Introduction to Planned Giving

Think about what matters most to you. What are you passionate about and what do you want to continue supporting even after you are no longer around to see the impact of that support? This thought process is the beginning of planned giving.

What Is Planned Giving?

Planned giving is the process of arranging gifts to be given at a later date. These gifts can be in the form of cash, annuities, real estate, willed items, trusts, and other financial assets.

This is often a part of legacy planning, but gifts do not have to be given posthumously. With that said, gifts given through wills and trusts are the most common. One reason for this is that it allows donors to bequeath a larger amount than they would have been comfortably able to do while they were living.

While you can plan to distribute your assets to anyone or to any company, we will focus on planned giving to nonprofit organizations and the impact that your gift can have. For more information on legacy planning or other forms of planned giving and money management, reach out to our certified financial planners.

donors discussing planned giving

Why Do Donors Plan Gifts?

Donors plan gifts for a variety of reasons, but the top ones are not expressly financial. Yes, there are tax advantages to giving to nonprofit organizations, but most donors give for reasons that have nothing to do with their tax forms.

One of the biggest reasons that donors give is because the cause is meaningful to them and they want to help the organization further its mission. By contributing to that organization in some manner, they gain the personal satisfaction of knowing that they are making a positive difference.

Additionally, donors get to determine how their funds or other assets are used. This can help direct the organization towards a future that the benefactor desires. In the process, that donor may also gain recognition and establish a legacy for themselves and their descendants.

- RECORD EXTRACTS
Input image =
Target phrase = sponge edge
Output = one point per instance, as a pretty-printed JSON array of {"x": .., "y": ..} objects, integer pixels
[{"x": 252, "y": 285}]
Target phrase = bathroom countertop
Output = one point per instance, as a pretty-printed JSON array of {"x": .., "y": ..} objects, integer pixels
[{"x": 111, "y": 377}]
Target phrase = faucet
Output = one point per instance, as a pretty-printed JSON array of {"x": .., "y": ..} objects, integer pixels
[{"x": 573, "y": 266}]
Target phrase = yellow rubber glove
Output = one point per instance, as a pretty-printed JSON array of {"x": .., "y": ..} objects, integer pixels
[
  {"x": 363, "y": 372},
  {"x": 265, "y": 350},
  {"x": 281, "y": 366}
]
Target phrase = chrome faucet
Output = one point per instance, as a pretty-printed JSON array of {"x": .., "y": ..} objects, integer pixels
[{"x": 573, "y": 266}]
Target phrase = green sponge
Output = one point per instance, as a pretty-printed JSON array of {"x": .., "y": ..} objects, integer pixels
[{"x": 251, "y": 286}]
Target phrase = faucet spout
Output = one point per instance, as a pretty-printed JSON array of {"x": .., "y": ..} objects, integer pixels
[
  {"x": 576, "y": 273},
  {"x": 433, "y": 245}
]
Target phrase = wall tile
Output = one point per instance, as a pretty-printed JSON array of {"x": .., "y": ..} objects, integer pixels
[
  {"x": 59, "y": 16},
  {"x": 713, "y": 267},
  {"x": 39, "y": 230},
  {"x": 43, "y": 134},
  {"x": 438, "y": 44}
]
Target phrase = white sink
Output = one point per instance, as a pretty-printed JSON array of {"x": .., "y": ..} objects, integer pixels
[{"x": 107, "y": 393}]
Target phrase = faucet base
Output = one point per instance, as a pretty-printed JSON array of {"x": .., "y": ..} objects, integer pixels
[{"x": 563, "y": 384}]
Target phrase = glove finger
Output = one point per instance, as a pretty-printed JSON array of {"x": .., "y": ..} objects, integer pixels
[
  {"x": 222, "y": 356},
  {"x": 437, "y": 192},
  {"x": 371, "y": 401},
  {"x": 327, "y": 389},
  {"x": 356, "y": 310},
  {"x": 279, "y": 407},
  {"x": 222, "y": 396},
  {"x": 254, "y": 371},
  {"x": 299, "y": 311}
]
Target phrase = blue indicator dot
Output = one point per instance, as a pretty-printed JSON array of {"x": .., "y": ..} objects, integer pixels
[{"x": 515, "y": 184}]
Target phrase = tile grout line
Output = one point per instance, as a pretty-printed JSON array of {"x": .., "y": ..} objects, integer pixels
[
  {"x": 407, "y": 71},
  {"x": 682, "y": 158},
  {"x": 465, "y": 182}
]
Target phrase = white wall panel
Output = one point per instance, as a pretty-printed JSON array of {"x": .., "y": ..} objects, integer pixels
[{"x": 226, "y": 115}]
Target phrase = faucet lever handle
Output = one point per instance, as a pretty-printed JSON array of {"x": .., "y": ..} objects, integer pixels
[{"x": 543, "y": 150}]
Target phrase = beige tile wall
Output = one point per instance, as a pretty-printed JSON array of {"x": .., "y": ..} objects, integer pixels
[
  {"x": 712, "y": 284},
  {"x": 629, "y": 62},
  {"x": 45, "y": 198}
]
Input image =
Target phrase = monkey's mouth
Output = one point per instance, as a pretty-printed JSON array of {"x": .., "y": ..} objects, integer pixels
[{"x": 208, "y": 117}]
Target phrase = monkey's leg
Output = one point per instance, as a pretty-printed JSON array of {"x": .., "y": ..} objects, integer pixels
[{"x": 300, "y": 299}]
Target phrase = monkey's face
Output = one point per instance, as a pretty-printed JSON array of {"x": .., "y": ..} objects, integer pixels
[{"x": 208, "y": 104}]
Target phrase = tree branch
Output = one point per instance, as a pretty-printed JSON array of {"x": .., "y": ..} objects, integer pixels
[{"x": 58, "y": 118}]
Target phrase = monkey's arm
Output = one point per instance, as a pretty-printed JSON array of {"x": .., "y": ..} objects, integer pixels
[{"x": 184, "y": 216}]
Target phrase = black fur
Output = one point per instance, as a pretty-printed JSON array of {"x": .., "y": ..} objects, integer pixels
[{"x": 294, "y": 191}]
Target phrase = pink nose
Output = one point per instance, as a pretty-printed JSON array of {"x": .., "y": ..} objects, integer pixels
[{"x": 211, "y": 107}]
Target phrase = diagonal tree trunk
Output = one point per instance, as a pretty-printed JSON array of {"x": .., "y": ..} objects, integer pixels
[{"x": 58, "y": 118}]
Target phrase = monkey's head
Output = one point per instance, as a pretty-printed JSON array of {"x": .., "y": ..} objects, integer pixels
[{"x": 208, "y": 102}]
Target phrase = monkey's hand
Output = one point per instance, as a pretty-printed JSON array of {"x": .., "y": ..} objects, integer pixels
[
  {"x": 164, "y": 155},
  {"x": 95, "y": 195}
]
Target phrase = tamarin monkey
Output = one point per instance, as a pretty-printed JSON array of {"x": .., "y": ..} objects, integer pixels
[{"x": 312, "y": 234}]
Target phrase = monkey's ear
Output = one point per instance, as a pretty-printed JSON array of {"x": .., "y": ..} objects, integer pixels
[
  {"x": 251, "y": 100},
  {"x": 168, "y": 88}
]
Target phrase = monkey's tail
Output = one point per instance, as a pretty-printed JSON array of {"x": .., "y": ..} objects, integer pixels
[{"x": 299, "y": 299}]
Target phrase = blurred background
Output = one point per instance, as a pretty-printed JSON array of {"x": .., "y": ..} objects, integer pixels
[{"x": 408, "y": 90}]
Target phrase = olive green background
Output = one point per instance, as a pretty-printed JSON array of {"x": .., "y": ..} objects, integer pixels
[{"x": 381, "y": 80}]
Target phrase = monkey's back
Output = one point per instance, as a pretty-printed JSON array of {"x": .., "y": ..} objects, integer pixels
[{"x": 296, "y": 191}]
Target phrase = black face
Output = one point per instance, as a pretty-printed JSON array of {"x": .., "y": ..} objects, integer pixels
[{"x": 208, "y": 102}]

- STATED PROBLEM
Carry on the introduction to planned giving from its last sentence, the one ending "a legacy for themselves and their descendants."

- RESPONSE TO THE TASK
Another reason not to be overlooked, donors may give because of their upbringing. Some religions require or encourage allocating a certain amount of assets to charitable causes. In other cases, the donor’s family or community–and not religion–has a significant impact on the propensity to give.

Impact of Planned Giving

Simply put, planned gifts are vital to a nonprofit’s success. As a category, these kinds of gifts are the biggest ones that nonprofits receive, and they can go a long way in ensuring the future success of the organization. When nonprofit managers are less focused on maintaining funding and covering long-term overhead costs, they are better able to pursue mission-related programs.

Getting Started

couple discussing their finances for planned giving

If you know you want planned giving to be part of your life, the first step is to think about what is most important to you. Once you have an idea of the people and organizations that you want to support, you can begin assessing what impact you want to have with your gift to them.

At this point, it may be a good idea to discuss your thoughts with a trusted financial advisor who can evaluate your current and expected future assets to help you craft a planned giving strategy. Only you can decide where your assets go and how much of them you want to gift, but an advisor can assist in detailing the options that you have and how your decisions will impact your overall financial situation. They can help you navigate charitable gift annuities, IRA distributions, and any other kind of planned giving options you have in mind.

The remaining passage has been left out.